REQUIREMENTS => Copy the lines below word for word, keeping every character and line break as given.

## Start

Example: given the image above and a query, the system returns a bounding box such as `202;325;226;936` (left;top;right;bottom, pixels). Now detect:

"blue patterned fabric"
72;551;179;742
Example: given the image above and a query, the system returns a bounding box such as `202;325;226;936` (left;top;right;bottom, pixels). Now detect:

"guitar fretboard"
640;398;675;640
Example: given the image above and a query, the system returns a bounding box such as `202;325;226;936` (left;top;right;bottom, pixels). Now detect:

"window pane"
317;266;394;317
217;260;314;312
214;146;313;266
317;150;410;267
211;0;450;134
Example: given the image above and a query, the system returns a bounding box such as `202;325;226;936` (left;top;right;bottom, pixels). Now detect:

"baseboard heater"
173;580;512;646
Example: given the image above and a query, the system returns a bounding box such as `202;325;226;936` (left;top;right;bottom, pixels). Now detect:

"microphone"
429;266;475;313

## End

EXERCISE OUTPUT =>
Example: given the image above and a query, the system returns a bounding box such as `202;325;226;936` (left;top;right;bottom, pixels). Now detect:

"blue patterned fabric"
72;551;179;742
Example: given the image above and a query, the system returns a bounding box such as `202;325;226;936` (left;top;right;bottom, pixels). Now detect:

"guitar fretboard"
640;398;675;640
Example: given the image above and a query, the system returns a bounding box such as `202;325;226;936` (left;top;right;bottom, pixels). Now detect:

"window pane"
317;266;394;317
217;260;314;312
214;146;313;266
317;150;410;267
211;0;450;134
Example: given the image above and a query, the system returns a bounding box such as `202;325;226;936` (left;top;right;bottom, pixels). Now detect:

"baseboard heater"
173;580;512;646
Example: given the image above and a query, the system returns a bounding box such as `202;325;226;936` (left;top;right;bottom, pixels). Now detect:

"microphone"
429;266;475;313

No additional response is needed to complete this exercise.